§ **TO BE DONE**
Gather each line of the rows below in which the word "street" appears, and copy those lines unchanged.

§ **RECORDS SHOWN**

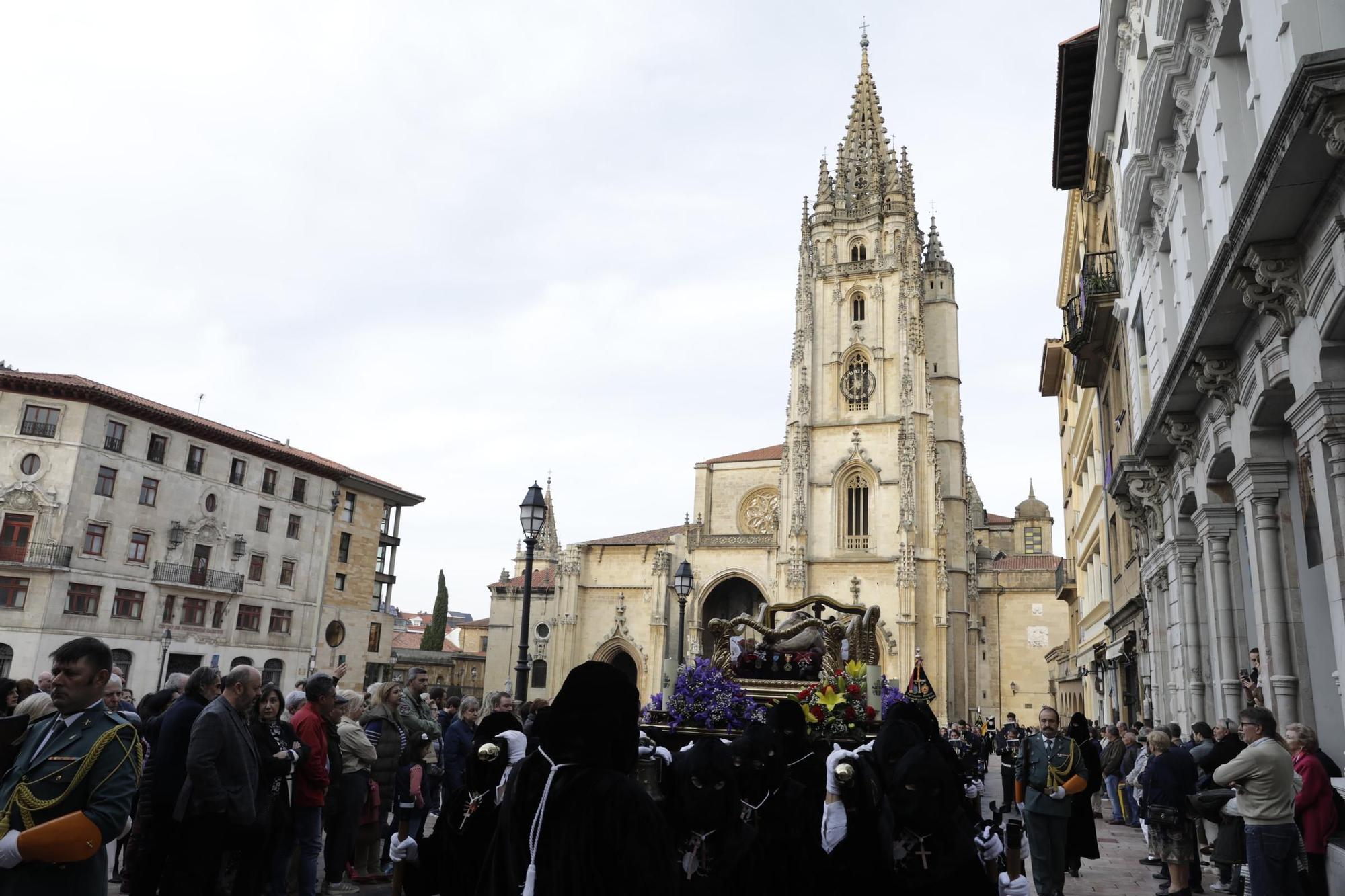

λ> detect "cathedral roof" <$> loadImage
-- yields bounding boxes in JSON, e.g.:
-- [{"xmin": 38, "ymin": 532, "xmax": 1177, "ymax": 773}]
[
  {"xmin": 979, "ymin": 555, "xmax": 1060, "ymax": 571},
  {"xmin": 584, "ymin": 525, "xmax": 686, "ymax": 545},
  {"xmin": 699, "ymin": 445, "xmax": 784, "ymax": 462}
]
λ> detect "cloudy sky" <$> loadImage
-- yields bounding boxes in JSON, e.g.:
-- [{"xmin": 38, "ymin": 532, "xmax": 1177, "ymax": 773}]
[{"xmin": 0, "ymin": 0, "xmax": 1098, "ymax": 615}]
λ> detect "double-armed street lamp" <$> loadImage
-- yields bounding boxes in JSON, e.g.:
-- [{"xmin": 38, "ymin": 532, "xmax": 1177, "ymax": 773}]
[
  {"xmin": 672, "ymin": 560, "xmax": 694, "ymax": 666},
  {"xmin": 514, "ymin": 482, "xmax": 546, "ymax": 704}
]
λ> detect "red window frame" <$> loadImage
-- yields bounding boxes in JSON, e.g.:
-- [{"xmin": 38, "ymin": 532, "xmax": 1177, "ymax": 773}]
[
  {"xmin": 0, "ymin": 576, "xmax": 28, "ymax": 610},
  {"xmin": 112, "ymin": 588, "xmax": 145, "ymax": 619},
  {"xmin": 93, "ymin": 467, "xmax": 117, "ymax": 498},
  {"xmin": 266, "ymin": 610, "xmax": 295, "ymax": 635},
  {"xmin": 234, "ymin": 604, "xmax": 261, "ymax": 631},
  {"xmin": 126, "ymin": 532, "xmax": 149, "ymax": 562},
  {"xmin": 83, "ymin": 524, "xmax": 108, "ymax": 557},
  {"xmin": 179, "ymin": 598, "xmax": 210, "ymax": 628},
  {"xmin": 66, "ymin": 581, "xmax": 102, "ymax": 616}
]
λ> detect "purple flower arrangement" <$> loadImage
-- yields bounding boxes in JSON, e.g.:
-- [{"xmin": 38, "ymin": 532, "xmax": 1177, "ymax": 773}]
[
  {"xmin": 644, "ymin": 657, "xmax": 765, "ymax": 731},
  {"xmin": 882, "ymin": 676, "xmax": 909, "ymax": 719}
]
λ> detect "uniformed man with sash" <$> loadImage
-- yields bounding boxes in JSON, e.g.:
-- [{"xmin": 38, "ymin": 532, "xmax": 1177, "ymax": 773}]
[
  {"xmin": 1014, "ymin": 706, "xmax": 1088, "ymax": 896},
  {"xmin": 0, "ymin": 638, "xmax": 141, "ymax": 896}
]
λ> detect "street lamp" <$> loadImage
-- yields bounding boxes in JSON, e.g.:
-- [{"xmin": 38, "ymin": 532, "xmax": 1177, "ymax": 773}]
[
  {"xmin": 672, "ymin": 560, "xmax": 694, "ymax": 666},
  {"xmin": 159, "ymin": 628, "xmax": 172, "ymax": 688},
  {"xmin": 514, "ymin": 482, "xmax": 546, "ymax": 702}
]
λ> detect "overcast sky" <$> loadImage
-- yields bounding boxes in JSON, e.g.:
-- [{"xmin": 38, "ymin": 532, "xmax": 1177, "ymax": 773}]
[{"xmin": 0, "ymin": 0, "xmax": 1098, "ymax": 616}]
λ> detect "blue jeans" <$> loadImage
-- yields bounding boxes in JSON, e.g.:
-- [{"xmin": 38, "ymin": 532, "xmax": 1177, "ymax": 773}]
[
  {"xmin": 293, "ymin": 806, "xmax": 323, "ymax": 896},
  {"xmin": 1106, "ymin": 775, "xmax": 1123, "ymax": 821},
  {"xmin": 1245, "ymin": 825, "xmax": 1303, "ymax": 896}
]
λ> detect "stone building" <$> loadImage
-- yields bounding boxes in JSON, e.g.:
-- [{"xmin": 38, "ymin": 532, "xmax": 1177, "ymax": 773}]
[
  {"xmin": 486, "ymin": 39, "xmax": 1053, "ymax": 717},
  {"xmin": 0, "ymin": 370, "xmax": 421, "ymax": 694},
  {"xmin": 1048, "ymin": 0, "xmax": 1345, "ymax": 751}
]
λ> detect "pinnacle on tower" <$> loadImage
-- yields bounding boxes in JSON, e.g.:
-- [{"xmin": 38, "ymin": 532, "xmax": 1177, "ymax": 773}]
[{"xmin": 923, "ymin": 215, "xmax": 952, "ymax": 273}]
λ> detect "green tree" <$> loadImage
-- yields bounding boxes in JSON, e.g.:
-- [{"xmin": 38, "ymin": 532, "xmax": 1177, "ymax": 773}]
[{"xmin": 421, "ymin": 569, "xmax": 448, "ymax": 651}]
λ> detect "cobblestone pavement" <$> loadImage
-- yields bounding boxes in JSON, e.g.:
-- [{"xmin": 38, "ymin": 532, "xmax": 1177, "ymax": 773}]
[{"xmin": 983, "ymin": 756, "xmax": 1173, "ymax": 896}]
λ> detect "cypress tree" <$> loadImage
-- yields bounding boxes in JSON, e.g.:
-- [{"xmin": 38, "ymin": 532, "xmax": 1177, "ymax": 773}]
[{"xmin": 421, "ymin": 569, "xmax": 448, "ymax": 651}]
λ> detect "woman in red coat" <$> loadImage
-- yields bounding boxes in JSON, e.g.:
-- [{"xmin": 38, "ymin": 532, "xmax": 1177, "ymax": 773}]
[{"xmin": 1284, "ymin": 723, "xmax": 1336, "ymax": 896}]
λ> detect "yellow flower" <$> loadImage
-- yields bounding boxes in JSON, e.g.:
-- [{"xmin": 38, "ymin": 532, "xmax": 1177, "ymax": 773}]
[{"xmin": 818, "ymin": 685, "xmax": 845, "ymax": 712}]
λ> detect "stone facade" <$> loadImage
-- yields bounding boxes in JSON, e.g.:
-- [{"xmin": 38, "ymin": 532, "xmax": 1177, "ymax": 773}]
[
  {"xmin": 0, "ymin": 371, "xmax": 421, "ymax": 694},
  {"xmin": 1057, "ymin": 0, "xmax": 1345, "ymax": 751},
  {"xmin": 486, "ymin": 40, "xmax": 1059, "ymax": 717}
]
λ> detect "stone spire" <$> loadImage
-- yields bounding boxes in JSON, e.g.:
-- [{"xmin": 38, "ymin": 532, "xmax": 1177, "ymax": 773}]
[
  {"xmin": 814, "ymin": 156, "xmax": 833, "ymax": 211},
  {"xmin": 923, "ymin": 215, "xmax": 952, "ymax": 273},
  {"xmin": 837, "ymin": 36, "xmax": 888, "ymax": 208}
]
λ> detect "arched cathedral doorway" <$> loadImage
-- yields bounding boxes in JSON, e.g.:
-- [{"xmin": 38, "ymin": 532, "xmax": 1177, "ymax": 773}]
[
  {"xmin": 607, "ymin": 650, "xmax": 638, "ymax": 685},
  {"xmin": 701, "ymin": 576, "xmax": 765, "ymax": 624}
]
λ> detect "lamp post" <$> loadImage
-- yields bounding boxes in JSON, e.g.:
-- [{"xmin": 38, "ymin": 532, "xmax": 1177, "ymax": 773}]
[
  {"xmin": 159, "ymin": 628, "xmax": 172, "ymax": 688},
  {"xmin": 672, "ymin": 560, "xmax": 694, "ymax": 666},
  {"xmin": 514, "ymin": 482, "xmax": 546, "ymax": 702}
]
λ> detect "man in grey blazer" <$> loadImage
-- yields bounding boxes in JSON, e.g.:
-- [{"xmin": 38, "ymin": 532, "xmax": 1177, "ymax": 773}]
[
  {"xmin": 172, "ymin": 666, "xmax": 261, "ymax": 893},
  {"xmin": 1014, "ymin": 706, "xmax": 1088, "ymax": 896}
]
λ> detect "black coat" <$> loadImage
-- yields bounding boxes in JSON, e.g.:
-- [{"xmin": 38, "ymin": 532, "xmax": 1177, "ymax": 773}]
[
  {"xmin": 1065, "ymin": 743, "xmax": 1103, "ymax": 858},
  {"xmin": 149, "ymin": 686, "xmax": 208, "ymax": 818}
]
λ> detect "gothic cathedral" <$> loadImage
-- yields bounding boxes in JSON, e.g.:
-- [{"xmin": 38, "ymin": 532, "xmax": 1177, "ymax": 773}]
[{"xmin": 486, "ymin": 38, "xmax": 1049, "ymax": 719}]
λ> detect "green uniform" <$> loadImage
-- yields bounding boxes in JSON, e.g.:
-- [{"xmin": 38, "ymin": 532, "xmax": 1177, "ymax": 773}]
[{"xmin": 0, "ymin": 702, "xmax": 141, "ymax": 896}]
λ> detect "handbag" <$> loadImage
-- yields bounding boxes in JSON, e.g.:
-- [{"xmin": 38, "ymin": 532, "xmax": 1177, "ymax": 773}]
[{"xmin": 1145, "ymin": 806, "xmax": 1181, "ymax": 827}]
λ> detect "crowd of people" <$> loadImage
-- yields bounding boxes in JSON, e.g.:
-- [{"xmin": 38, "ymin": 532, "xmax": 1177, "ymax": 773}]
[
  {"xmin": 0, "ymin": 638, "xmax": 1340, "ymax": 896},
  {"xmin": 995, "ymin": 701, "xmax": 1345, "ymax": 896}
]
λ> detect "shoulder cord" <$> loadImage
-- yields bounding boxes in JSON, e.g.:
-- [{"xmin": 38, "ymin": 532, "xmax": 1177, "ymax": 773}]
[
  {"xmin": 0, "ymin": 723, "xmax": 141, "ymax": 837},
  {"xmin": 522, "ymin": 747, "xmax": 574, "ymax": 896},
  {"xmin": 1046, "ymin": 737, "xmax": 1079, "ymax": 791}
]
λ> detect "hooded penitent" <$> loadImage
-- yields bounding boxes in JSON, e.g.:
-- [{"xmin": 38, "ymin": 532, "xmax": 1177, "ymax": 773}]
[
  {"xmin": 477, "ymin": 662, "xmax": 677, "ymax": 896},
  {"xmin": 668, "ymin": 737, "xmax": 764, "ymax": 896},
  {"xmin": 402, "ymin": 713, "xmax": 523, "ymax": 896}
]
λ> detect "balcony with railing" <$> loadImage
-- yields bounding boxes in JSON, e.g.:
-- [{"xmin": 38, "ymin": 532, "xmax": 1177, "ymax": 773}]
[
  {"xmin": 153, "ymin": 563, "xmax": 243, "ymax": 594},
  {"xmin": 19, "ymin": 419, "xmax": 56, "ymax": 438},
  {"xmin": 1063, "ymin": 251, "xmax": 1120, "ymax": 389},
  {"xmin": 0, "ymin": 545, "xmax": 74, "ymax": 569},
  {"xmin": 1056, "ymin": 557, "xmax": 1077, "ymax": 600}
]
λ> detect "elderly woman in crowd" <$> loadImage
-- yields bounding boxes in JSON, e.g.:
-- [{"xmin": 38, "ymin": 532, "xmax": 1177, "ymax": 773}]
[
  {"xmin": 1142, "ymin": 731, "xmax": 1198, "ymax": 896},
  {"xmin": 249, "ymin": 682, "xmax": 308, "ymax": 896},
  {"xmin": 327, "ymin": 689, "xmax": 378, "ymax": 880},
  {"xmin": 1284, "ymin": 723, "xmax": 1336, "ymax": 896},
  {"xmin": 355, "ymin": 681, "xmax": 406, "ymax": 877}
]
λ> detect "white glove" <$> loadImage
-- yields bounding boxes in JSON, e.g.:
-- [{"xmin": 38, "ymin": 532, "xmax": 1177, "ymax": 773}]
[
  {"xmin": 975, "ymin": 830, "xmax": 1005, "ymax": 862},
  {"xmin": 387, "ymin": 834, "xmax": 420, "ymax": 862},
  {"xmin": 499, "ymin": 731, "xmax": 527, "ymax": 766},
  {"xmin": 0, "ymin": 830, "xmax": 23, "ymax": 869},
  {"xmin": 827, "ymin": 744, "xmax": 859, "ymax": 795}
]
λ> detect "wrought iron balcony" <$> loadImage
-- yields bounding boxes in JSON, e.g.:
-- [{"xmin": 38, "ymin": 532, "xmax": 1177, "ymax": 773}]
[
  {"xmin": 19, "ymin": 419, "xmax": 56, "ymax": 438},
  {"xmin": 153, "ymin": 563, "xmax": 243, "ymax": 594},
  {"xmin": 1079, "ymin": 251, "xmax": 1120, "ymax": 304},
  {"xmin": 1056, "ymin": 557, "xmax": 1076, "ymax": 600},
  {"xmin": 0, "ymin": 545, "xmax": 74, "ymax": 568}
]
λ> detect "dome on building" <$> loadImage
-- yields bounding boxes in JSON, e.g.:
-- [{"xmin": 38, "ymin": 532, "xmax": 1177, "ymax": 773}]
[{"xmin": 1013, "ymin": 479, "xmax": 1050, "ymax": 520}]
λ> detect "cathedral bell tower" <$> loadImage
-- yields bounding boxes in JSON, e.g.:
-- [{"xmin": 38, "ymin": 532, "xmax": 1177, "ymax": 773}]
[{"xmin": 777, "ymin": 36, "xmax": 968, "ymax": 716}]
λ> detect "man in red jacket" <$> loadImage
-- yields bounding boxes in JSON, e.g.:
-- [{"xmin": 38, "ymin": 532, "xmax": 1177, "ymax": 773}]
[{"xmin": 289, "ymin": 673, "xmax": 346, "ymax": 896}]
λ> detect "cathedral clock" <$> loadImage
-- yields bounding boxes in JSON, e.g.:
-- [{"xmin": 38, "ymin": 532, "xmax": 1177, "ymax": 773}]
[{"xmin": 841, "ymin": 366, "xmax": 878, "ymax": 402}]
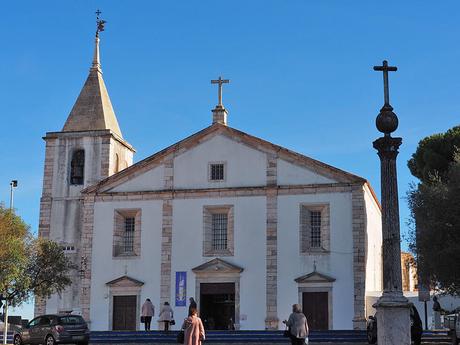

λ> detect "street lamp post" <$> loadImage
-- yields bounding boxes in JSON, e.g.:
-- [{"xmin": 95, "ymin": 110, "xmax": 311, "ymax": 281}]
[
  {"xmin": 373, "ymin": 61, "xmax": 411, "ymax": 345},
  {"xmin": 3, "ymin": 180, "xmax": 18, "ymax": 345}
]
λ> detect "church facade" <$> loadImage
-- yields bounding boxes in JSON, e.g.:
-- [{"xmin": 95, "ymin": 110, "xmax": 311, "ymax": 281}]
[{"xmin": 35, "ymin": 28, "xmax": 382, "ymax": 330}]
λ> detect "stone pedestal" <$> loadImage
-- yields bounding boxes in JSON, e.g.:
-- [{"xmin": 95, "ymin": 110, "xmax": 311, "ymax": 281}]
[{"xmin": 374, "ymin": 292, "xmax": 411, "ymax": 345}]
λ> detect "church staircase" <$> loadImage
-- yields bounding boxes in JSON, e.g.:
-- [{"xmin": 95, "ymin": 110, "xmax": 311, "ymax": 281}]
[{"xmin": 4, "ymin": 330, "xmax": 451, "ymax": 345}]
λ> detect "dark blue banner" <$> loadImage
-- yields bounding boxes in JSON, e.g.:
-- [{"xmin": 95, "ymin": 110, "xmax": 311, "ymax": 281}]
[{"xmin": 176, "ymin": 272, "xmax": 187, "ymax": 307}]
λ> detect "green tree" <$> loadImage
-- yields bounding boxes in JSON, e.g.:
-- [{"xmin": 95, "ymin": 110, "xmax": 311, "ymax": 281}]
[
  {"xmin": 407, "ymin": 126, "xmax": 460, "ymax": 183},
  {"xmin": 0, "ymin": 205, "xmax": 76, "ymax": 306},
  {"xmin": 407, "ymin": 127, "xmax": 460, "ymax": 295}
]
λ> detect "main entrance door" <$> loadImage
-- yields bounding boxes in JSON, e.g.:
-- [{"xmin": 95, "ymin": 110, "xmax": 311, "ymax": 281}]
[
  {"xmin": 112, "ymin": 296, "xmax": 137, "ymax": 331},
  {"xmin": 302, "ymin": 292, "xmax": 329, "ymax": 331},
  {"xmin": 200, "ymin": 283, "xmax": 235, "ymax": 330}
]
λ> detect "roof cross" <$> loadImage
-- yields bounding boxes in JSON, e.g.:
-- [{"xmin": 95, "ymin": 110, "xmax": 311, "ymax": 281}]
[
  {"xmin": 374, "ymin": 60, "xmax": 398, "ymax": 104},
  {"xmin": 95, "ymin": 9, "xmax": 107, "ymax": 37},
  {"xmin": 211, "ymin": 77, "xmax": 230, "ymax": 107}
]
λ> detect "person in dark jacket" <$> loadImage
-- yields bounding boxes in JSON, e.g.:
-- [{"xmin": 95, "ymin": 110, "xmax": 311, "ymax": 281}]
[
  {"xmin": 283, "ymin": 304, "xmax": 309, "ymax": 345},
  {"xmin": 188, "ymin": 297, "xmax": 198, "ymax": 316}
]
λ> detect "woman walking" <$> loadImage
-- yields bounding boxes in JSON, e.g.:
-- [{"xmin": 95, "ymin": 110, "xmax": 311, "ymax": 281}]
[
  {"xmin": 182, "ymin": 308, "xmax": 205, "ymax": 345},
  {"xmin": 283, "ymin": 304, "xmax": 308, "ymax": 345},
  {"xmin": 158, "ymin": 302, "xmax": 174, "ymax": 332},
  {"xmin": 141, "ymin": 298, "xmax": 155, "ymax": 331}
]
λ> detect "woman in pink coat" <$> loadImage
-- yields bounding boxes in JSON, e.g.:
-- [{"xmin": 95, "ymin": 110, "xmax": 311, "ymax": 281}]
[{"xmin": 182, "ymin": 308, "xmax": 204, "ymax": 345}]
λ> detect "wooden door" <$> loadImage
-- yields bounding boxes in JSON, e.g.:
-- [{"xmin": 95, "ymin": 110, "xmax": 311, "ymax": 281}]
[
  {"xmin": 112, "ymin": 296, "xmax": 137, "ymax": 331},
  {"xmin": 302, "ymin": 292, "xmax": 329, "ymax": 331}
]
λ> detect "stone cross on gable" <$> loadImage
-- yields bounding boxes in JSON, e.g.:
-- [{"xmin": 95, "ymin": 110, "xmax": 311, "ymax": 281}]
[
  {"xmin": 211, "ymin": 77, "xmax": 230, "ymax": 107},
  {"xmin": 374, "ymin": 60, "xmax": 398, "ymax": 104}
]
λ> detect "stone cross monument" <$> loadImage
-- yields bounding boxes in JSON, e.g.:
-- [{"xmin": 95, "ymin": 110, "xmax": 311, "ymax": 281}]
[
  {"xmin": 373, "ymin": 61, "xmax": 411, "ymax": 345},
  {"xmin": 211, "ymin": 77, "xmax": 230, "ymax": 125}
]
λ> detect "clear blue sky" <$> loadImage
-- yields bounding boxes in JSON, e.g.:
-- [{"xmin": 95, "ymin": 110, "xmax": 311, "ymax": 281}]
[{"xmin": 0, "ymin": 0, "xmax": 460, "ymax": 316}]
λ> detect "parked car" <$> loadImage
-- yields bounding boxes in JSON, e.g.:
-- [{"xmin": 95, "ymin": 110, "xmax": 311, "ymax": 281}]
[
  {"xmin": 13, "ymin": 314, "xmax": 89, "ymax": 345},
  {"xmin": 367, "ymin": 305, "xmax": 423, "ymax": 345},
  {"xmin": 444, "ymin": 312, "xmax": 460, "ymax": 345}
]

§ **EXERCISE RESPONSE**
λ> detect "double-armed street lamp" <$> loadImage
λ> detect "street lamp" <$> loadImage
λ> detect "street lamp post" <$> loadImage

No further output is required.